INSTRUCTION 1 ▸
Repeat the stretch of the earnings call excerpt from "I'd like to start" through "from $45.60 to $45.25.".
INSTRUCTION 2 ▸
Answer these questions using the earnings call excerpt:
(a) How many retail stores did Buckle have at the end of the quarter?
(b) What share of net sales did the men's business make up for the quarter?
(c) How many shares remain on the current buyback authorization?

TEXT SEGMENT ▸
** BEGIN **
Also as an update on our share repurchase program, through yesterday we have repurchased 34,800 shares during fiscal August at an average cost of $25.62 per share. This leaves 764,500 shares remaining on our current buyback authorization.
For the quarter, units per transaction increased approximately 3.5%, the average transaction value increased 5.5%, and the average unit retail increased approximately 2%.
For the year-to-date period UPT's increased approximately 3.5%, the average transaction value increased approximately 7%, and the average unit retail increased approximately 3%.
Buckle ended the quarter with 419 retail stores in 41 states, compared to 401 stores in 41 states at the end of the second quarter of fiscal 2009.
And now at this time, since Dennis is traveling and calling in remotely, I'd like to turn the call over to Tom Heacock, our Corporate Controller.
Tom Heacock - Corporate Controller
Good morning, and thank you for joining us today.
I'd like to start by highlighting the performance of our various merchandise categories that led to our 2.2% net sales decrease for the quarter.
Men's merchandise sales for the quarter were down approximately 1%. Positive categories included denim, woven shirts and active apparel. Average denim price points for the quarter decreased from $87.60 in the second quarter of fiscal 2009 to $86.20 in the second quarter of fiscal 2010.
For the quarter our men's business was approximately 41% of net sales, compared to approximately 40% last year, and the average men's price points decreased approximately 1%, from $45.60 to $45.25.
Women's merchandise sales for the quarter were down approximately 4%. Positive categories included denim, active apparel and accessories. Average denim price points for the year-to-date -- or for the quarter increased from $89.30 in the second quarter of fiscal 2009 to $89.85 in the second quarter of fiscal 2010.
** END **
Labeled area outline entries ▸
** BEGIN **
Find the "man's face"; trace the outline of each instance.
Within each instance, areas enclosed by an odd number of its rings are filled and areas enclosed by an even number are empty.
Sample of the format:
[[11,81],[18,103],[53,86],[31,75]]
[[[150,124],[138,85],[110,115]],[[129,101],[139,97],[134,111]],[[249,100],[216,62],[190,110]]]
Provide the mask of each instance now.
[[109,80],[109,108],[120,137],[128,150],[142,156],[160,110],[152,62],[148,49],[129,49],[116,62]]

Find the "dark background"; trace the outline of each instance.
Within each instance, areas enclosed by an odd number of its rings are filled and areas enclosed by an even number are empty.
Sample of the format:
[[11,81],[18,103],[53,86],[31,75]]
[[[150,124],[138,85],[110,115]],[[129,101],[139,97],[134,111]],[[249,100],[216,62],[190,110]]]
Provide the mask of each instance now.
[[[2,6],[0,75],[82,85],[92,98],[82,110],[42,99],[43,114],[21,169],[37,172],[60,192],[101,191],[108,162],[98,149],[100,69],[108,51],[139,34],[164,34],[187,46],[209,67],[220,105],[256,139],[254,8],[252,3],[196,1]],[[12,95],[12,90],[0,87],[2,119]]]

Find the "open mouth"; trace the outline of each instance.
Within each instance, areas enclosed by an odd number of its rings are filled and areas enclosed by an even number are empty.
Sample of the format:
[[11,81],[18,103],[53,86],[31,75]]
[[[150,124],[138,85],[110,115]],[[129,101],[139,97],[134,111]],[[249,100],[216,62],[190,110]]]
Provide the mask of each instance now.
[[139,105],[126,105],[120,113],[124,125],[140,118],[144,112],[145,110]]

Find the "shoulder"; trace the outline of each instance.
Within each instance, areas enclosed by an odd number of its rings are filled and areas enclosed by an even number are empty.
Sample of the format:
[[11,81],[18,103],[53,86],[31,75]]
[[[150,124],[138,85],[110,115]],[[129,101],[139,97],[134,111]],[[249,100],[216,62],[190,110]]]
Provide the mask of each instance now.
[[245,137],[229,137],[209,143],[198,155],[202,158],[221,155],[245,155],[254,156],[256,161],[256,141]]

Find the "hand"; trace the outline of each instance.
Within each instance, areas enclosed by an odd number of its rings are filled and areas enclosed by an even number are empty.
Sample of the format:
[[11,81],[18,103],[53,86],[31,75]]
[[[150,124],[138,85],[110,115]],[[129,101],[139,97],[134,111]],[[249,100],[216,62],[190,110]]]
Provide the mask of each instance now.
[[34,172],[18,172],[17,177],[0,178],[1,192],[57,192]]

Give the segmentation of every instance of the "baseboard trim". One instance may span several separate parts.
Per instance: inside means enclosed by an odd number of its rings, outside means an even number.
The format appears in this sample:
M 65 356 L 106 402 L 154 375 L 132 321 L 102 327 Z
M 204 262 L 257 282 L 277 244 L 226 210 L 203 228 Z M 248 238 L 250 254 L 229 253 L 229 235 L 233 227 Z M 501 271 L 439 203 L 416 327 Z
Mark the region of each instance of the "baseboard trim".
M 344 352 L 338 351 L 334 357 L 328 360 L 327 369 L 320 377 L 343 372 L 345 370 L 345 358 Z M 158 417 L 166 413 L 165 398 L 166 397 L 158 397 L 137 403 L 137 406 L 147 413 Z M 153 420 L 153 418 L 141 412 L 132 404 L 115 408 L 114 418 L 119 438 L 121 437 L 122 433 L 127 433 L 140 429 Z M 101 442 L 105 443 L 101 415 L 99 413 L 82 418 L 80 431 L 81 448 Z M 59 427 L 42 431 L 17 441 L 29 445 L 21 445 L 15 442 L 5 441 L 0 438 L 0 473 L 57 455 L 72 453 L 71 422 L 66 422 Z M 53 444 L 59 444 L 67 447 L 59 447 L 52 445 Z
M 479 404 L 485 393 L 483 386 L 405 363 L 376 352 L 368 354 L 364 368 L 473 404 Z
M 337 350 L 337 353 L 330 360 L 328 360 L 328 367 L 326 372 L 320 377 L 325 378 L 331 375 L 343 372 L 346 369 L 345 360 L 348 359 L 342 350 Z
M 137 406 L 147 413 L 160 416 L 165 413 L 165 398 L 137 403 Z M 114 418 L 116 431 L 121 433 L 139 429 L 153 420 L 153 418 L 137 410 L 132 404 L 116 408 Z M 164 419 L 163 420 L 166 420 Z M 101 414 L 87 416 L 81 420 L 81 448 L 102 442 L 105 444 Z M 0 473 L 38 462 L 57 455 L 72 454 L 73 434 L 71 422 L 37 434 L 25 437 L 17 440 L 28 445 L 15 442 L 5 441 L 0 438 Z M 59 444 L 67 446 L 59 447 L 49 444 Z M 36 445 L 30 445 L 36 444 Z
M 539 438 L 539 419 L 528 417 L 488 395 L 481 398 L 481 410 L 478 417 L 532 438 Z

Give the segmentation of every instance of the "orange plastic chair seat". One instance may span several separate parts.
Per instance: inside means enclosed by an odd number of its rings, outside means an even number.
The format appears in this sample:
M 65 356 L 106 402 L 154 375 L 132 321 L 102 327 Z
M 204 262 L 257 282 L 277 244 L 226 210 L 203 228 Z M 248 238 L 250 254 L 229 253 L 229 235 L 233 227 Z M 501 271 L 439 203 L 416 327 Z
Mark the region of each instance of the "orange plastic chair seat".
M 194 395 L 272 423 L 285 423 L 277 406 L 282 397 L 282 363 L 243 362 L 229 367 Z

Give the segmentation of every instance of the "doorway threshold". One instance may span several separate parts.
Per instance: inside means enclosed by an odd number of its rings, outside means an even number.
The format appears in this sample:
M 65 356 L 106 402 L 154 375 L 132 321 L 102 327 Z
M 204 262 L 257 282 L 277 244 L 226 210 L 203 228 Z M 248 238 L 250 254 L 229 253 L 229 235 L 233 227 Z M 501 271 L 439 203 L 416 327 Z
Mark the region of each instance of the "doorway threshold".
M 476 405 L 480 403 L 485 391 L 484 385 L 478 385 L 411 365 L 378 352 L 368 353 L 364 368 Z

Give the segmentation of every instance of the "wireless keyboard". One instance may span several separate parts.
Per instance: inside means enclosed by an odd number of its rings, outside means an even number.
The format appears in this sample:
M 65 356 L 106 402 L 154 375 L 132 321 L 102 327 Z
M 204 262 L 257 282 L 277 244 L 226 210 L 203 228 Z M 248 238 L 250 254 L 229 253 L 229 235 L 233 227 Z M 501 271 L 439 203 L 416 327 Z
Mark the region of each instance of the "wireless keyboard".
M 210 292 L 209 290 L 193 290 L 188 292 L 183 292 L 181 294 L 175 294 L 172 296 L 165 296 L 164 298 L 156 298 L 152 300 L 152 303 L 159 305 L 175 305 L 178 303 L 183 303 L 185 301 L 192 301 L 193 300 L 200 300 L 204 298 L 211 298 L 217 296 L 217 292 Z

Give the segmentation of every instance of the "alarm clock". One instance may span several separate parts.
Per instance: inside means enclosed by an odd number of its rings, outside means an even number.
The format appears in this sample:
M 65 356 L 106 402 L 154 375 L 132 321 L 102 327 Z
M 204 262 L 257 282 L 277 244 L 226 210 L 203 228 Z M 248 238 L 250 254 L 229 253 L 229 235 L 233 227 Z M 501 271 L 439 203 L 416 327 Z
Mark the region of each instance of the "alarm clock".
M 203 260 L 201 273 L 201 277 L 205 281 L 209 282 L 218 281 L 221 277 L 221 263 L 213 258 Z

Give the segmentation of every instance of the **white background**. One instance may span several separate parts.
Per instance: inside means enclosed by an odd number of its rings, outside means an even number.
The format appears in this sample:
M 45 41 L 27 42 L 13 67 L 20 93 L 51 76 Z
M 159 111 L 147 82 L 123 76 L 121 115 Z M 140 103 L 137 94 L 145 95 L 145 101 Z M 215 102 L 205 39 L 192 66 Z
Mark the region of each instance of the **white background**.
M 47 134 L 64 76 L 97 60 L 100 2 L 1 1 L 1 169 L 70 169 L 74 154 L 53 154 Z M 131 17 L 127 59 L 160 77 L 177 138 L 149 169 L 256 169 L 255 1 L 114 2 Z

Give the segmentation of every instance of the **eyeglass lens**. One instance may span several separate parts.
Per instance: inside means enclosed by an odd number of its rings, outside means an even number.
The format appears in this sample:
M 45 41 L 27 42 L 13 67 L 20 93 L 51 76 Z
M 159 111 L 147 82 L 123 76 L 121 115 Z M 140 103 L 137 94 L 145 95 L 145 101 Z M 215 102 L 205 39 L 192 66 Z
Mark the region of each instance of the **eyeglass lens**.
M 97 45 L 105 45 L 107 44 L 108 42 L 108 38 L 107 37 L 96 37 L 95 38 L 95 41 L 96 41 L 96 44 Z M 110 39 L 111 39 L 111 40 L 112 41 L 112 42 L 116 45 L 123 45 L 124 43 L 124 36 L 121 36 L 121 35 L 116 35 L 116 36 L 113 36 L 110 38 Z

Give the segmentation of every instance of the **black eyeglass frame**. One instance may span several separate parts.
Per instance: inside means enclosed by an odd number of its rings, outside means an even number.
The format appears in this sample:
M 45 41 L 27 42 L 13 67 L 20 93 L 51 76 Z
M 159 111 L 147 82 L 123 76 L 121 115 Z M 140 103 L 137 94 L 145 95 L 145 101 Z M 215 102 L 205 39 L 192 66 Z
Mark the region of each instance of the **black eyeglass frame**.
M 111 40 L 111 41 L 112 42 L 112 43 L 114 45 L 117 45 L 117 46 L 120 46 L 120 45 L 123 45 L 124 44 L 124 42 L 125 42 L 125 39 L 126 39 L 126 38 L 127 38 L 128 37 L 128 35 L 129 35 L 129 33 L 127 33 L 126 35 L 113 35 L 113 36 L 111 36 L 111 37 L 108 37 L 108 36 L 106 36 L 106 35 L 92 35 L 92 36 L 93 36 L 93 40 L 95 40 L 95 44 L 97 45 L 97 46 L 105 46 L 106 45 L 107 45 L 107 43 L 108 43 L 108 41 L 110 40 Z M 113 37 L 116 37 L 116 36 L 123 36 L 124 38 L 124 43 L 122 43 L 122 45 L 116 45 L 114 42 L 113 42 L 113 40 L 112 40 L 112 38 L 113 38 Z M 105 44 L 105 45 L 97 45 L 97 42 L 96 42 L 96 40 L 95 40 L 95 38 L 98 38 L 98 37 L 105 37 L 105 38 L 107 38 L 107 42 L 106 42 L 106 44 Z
** END **
WORKED SOLUTION 1 ▸
I'd like to start by highlighting the performance of our various merchandise categories that led to our 2.2% net sales decrease for the quarter.
Men's merchandise sales for the quarter were down approximately 1%. Positive categories included denim, woven shirts and active apparel. Average denim price points for the quarter decreased from $87.60 in the second quarter of fiscal 2009 to $86.20 in the second quarter of fiscal 2010.
For the quarter our men's business was approximately 41% of net sales, compared to approximately 40% last year, and the average men's price points decreased approximately 1%, from $45.60 to $45.25.

WORKED SOLUTION 2 ▸
(a) 419 retail stores in 41 states
(b) Approximately 41%
(c) 764,500 shares